Quoted passage>
Near Bab Ssour gate, old town30–80 MAD / dish
Must order: Mint tea, briouats, mixed salad plate
Restaurant Sofia
Mid-range medina dining
Sofia has been feeding travellers for well over a decade and has refined its execution without drifting up-market. The chicken bastilla — pastry, pigeon-spiced filling and powdered-sugar dusting — is better here than many places twice the price in Fes. A full three-course set menu with a soft drink is typically available around 90–110 MAD.
Plaza Uta el-Hammam area70–140 MAD / main
Must order: Chicken bastilla, vegetable couscous (Fridays)
Chez Fouad
Budget local favourite
This is where the medina traders eat lunch. Plastic tables, a noisy kitchen visible through a hatch, and bowls of harira with crusty bread for about 20 MAD. Not atmospheric, but completely genuine. The mixed grill plate — merguez, kefta, sheep liver — is enormous and costs around 45 MAD. Arrive by 12:30 if you want a seat.

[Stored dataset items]

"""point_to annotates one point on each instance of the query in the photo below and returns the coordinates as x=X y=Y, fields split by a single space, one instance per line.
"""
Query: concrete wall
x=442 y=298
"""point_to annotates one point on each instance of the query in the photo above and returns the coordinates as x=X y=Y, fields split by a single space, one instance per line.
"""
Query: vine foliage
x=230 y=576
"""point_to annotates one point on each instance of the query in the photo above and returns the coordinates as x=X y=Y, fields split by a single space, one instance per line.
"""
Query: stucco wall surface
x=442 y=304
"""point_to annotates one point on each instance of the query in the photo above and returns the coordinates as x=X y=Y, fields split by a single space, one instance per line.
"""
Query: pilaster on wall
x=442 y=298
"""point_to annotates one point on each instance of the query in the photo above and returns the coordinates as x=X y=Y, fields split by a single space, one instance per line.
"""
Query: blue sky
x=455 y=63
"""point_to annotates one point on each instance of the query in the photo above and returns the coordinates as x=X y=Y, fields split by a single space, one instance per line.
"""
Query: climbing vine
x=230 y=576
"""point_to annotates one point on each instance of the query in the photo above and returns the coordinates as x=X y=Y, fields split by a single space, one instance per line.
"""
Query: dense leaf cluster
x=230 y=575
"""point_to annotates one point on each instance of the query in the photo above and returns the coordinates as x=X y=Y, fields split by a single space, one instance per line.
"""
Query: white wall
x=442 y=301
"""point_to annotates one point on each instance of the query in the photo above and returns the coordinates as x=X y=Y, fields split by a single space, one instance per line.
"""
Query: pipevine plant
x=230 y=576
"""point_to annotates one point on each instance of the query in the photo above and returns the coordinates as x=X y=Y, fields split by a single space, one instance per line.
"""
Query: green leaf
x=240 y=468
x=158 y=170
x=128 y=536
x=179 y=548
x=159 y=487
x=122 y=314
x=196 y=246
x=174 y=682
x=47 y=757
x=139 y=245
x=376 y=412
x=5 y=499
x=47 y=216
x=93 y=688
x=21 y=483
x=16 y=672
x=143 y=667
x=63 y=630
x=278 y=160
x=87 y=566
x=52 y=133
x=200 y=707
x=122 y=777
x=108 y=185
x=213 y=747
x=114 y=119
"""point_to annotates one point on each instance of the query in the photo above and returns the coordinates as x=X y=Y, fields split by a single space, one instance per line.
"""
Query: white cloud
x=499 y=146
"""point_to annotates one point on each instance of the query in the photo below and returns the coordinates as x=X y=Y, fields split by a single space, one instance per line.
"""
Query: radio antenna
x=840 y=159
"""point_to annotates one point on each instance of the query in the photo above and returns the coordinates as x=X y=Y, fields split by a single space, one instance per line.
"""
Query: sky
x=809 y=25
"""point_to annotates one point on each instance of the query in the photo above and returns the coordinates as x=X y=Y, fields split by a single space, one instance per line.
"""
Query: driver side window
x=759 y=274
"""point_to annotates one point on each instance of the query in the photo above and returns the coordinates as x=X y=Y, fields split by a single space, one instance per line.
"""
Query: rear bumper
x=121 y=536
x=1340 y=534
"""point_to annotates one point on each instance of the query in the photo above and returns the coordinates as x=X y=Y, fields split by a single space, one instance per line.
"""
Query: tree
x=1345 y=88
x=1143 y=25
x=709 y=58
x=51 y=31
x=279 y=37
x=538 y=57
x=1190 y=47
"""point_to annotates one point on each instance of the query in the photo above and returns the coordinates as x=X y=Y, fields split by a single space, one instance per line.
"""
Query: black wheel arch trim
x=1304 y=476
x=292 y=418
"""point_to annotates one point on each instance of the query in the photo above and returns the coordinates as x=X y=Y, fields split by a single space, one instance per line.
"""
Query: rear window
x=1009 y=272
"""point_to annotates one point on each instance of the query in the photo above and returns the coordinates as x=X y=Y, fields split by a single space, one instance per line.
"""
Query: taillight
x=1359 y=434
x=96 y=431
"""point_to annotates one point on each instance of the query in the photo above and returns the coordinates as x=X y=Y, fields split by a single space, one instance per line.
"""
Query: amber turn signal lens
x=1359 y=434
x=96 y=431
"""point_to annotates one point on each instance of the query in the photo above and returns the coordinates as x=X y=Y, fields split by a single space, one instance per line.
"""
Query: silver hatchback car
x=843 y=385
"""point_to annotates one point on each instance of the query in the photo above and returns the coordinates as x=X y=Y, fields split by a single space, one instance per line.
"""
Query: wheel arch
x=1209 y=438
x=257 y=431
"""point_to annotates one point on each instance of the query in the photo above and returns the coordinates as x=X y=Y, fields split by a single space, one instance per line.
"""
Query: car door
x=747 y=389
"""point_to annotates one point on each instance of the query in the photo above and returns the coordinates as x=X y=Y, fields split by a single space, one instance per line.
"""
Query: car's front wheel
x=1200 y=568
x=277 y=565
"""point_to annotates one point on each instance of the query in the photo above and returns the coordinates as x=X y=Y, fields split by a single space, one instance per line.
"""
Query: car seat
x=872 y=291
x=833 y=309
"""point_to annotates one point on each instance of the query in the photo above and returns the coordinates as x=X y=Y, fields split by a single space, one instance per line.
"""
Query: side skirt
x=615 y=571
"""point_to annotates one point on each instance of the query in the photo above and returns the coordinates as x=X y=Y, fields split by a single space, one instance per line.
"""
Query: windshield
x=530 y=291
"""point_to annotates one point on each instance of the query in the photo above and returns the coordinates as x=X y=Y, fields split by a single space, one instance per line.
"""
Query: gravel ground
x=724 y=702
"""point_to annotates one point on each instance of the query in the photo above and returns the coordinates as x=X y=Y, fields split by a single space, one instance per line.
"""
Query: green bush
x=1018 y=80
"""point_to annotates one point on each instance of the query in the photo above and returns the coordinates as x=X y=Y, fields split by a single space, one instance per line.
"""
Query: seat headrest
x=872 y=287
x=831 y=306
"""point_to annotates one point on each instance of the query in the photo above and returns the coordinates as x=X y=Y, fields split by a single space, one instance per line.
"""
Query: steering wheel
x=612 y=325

Set of tasks>
1) List every dish named on the "Must order:" lines of the restaurant listings.
2) Filter the entries down to each line containing the string "wall", matching case exactly.
The restaurant listings and the entries have no connection to each other.

Final answers>
1)
Mint tea
briouats
mixed salad plate
Chicken bastilla
vegetable couscous

2)
Query: concrete wall
Query: stucco wall surface
Query: pilaster on wall
Query: white wall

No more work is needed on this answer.